═══ Data for analysis

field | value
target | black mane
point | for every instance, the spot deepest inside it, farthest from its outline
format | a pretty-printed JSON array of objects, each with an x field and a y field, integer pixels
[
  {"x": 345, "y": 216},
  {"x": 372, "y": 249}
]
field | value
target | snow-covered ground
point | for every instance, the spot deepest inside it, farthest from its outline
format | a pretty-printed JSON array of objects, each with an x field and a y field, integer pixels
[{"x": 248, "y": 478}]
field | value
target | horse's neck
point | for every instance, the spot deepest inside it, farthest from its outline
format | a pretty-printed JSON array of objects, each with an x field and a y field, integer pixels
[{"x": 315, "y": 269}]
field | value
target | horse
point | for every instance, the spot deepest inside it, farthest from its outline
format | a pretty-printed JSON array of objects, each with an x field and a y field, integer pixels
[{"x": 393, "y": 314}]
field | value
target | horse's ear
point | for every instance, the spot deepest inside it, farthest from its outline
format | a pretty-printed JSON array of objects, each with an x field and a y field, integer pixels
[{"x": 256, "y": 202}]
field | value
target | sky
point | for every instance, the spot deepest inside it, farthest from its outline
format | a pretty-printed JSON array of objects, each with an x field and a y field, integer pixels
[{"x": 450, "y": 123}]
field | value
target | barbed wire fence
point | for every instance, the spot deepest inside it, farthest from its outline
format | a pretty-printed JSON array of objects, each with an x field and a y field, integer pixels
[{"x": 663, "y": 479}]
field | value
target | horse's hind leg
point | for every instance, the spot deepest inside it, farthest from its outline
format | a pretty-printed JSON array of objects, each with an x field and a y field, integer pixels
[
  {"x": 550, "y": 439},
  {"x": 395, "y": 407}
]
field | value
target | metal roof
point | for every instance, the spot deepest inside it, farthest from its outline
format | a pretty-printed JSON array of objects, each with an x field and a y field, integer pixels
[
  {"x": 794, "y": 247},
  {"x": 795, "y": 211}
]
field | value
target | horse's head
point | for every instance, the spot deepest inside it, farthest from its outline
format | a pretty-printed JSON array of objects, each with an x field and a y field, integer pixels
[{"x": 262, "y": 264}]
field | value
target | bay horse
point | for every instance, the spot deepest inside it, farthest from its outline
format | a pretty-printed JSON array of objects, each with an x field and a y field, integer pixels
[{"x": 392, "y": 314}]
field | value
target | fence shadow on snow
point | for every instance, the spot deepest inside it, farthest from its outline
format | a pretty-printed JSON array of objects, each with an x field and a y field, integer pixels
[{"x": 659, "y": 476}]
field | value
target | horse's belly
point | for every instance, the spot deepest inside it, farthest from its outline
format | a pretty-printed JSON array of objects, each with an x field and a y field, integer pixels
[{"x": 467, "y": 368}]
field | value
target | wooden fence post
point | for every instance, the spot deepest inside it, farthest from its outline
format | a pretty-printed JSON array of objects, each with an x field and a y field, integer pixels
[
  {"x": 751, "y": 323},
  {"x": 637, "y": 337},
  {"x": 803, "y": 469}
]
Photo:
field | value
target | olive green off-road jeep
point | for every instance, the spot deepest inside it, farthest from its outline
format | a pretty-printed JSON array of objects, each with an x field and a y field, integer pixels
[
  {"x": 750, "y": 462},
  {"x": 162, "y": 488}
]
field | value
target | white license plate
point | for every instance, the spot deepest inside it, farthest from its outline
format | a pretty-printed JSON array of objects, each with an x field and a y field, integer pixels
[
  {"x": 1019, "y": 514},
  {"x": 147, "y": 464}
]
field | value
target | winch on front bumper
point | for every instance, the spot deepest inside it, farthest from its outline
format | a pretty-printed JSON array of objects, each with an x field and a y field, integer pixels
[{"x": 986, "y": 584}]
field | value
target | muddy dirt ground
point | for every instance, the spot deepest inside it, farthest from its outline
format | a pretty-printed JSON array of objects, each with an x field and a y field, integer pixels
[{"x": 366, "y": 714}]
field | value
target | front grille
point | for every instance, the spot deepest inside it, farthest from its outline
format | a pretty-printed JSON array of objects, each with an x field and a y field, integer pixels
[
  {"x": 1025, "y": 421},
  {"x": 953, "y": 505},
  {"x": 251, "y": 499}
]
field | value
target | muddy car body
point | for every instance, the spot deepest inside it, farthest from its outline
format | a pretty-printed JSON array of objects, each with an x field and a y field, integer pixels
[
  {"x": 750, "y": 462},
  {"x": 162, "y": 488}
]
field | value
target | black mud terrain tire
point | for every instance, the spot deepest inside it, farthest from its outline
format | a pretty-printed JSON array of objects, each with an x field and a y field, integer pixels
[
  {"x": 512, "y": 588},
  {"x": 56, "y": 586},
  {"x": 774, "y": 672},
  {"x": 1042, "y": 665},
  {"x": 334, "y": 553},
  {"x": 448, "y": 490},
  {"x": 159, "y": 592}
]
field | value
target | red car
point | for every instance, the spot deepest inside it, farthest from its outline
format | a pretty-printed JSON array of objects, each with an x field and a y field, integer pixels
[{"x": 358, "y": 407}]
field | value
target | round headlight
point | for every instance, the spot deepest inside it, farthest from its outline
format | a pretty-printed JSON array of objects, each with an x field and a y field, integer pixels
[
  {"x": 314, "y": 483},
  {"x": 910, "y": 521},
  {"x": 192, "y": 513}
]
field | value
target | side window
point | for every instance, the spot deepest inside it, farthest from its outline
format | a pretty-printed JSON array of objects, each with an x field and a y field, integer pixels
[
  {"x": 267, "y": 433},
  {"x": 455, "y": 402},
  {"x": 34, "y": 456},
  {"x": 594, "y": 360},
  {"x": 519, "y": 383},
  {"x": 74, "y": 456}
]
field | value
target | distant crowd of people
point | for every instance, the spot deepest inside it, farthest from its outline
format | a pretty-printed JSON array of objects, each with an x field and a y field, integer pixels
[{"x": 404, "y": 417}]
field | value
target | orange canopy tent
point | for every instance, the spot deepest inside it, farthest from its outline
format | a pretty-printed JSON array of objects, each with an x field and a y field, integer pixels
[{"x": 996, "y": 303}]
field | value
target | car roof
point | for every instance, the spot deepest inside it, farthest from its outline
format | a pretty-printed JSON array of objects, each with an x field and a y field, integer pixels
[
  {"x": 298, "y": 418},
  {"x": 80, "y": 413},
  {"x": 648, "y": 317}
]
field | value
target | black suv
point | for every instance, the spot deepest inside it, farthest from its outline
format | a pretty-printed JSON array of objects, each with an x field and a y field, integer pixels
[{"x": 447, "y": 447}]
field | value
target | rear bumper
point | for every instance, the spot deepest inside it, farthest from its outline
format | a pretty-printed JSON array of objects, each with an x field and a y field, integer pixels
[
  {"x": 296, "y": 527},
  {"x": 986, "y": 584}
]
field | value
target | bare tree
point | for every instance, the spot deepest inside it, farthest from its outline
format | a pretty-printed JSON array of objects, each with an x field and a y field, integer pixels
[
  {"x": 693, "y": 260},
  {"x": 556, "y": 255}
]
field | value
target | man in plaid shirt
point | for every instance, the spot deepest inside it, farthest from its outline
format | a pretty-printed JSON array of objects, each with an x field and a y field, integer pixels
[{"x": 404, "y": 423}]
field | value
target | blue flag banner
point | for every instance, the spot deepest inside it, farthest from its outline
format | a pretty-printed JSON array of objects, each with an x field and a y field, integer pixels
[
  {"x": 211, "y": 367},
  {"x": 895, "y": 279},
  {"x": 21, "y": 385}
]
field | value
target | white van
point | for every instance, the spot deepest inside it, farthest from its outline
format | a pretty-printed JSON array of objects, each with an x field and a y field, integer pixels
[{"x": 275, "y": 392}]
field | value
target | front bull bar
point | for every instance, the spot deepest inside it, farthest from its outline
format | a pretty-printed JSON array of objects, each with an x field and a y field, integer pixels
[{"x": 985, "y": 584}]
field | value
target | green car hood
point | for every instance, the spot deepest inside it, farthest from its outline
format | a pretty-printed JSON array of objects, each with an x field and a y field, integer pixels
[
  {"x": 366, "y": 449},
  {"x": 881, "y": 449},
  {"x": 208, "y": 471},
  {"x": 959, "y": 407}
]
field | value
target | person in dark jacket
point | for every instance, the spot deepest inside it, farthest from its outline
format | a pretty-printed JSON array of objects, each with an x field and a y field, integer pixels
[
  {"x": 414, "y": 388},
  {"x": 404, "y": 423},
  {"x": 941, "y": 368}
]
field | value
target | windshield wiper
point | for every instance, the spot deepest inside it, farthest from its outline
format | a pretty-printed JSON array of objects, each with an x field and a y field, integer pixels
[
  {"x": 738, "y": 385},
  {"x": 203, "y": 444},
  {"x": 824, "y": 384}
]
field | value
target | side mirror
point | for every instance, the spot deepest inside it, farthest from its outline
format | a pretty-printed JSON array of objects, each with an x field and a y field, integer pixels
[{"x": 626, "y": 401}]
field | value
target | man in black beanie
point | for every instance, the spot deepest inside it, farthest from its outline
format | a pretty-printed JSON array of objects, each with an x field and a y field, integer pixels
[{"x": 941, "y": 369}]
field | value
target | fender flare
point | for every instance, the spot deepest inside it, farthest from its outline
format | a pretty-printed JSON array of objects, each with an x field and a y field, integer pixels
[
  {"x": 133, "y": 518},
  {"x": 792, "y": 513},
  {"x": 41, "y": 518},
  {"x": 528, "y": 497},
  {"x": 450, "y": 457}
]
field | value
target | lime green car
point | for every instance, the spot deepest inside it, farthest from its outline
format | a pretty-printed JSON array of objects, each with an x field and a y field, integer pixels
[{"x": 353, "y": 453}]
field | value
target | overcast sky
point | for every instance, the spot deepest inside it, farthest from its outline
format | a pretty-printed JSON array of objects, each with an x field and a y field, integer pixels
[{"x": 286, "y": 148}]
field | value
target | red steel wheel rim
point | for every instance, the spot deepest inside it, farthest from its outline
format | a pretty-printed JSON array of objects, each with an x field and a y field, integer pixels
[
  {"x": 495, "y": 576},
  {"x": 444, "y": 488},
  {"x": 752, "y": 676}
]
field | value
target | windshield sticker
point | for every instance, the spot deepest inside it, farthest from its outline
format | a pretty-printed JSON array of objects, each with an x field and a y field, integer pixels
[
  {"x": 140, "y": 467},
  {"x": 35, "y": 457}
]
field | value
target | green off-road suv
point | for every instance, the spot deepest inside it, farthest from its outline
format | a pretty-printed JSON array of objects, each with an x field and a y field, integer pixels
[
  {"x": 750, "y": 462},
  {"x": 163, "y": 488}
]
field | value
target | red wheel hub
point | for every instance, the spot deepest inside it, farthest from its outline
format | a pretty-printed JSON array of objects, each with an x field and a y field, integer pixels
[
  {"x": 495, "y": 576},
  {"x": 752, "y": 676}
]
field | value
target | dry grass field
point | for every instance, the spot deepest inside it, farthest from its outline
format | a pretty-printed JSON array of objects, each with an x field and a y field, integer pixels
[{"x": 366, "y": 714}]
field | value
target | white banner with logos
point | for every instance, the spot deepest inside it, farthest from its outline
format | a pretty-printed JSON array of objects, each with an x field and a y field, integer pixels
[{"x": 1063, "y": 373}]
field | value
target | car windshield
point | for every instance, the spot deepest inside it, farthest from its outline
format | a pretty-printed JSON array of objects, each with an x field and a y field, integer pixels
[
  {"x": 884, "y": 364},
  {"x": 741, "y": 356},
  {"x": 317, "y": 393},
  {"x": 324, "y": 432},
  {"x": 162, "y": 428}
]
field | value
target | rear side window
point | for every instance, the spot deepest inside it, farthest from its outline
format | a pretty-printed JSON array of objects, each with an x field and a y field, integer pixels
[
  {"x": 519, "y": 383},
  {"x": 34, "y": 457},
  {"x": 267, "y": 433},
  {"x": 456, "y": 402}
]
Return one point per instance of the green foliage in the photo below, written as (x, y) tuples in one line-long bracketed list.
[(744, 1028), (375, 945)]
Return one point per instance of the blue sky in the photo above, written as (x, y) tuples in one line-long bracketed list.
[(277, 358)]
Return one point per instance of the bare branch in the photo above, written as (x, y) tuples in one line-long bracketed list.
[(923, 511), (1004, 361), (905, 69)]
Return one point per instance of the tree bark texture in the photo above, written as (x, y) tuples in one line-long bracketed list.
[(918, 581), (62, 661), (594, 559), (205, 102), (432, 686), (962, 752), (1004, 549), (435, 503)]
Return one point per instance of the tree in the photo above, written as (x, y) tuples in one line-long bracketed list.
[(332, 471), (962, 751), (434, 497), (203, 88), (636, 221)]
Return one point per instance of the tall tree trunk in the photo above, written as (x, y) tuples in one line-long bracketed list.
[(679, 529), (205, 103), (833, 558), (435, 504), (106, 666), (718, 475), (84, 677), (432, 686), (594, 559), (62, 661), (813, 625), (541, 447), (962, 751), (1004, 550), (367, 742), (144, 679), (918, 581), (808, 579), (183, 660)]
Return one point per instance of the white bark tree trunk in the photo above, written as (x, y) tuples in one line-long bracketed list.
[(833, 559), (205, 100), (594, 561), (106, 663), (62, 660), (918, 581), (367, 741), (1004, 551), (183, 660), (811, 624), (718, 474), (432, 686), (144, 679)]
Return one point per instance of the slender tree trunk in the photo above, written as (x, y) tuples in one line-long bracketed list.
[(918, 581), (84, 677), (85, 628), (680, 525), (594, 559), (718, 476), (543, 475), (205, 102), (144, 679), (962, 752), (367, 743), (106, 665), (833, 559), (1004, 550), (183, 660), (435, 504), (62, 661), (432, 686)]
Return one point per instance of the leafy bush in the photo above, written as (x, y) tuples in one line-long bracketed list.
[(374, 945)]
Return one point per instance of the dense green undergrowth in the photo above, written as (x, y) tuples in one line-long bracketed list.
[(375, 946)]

══════

Assigned task ::
Among the entries, count how many lines hold the string "banner", then state only that number.

Exercise result ::
2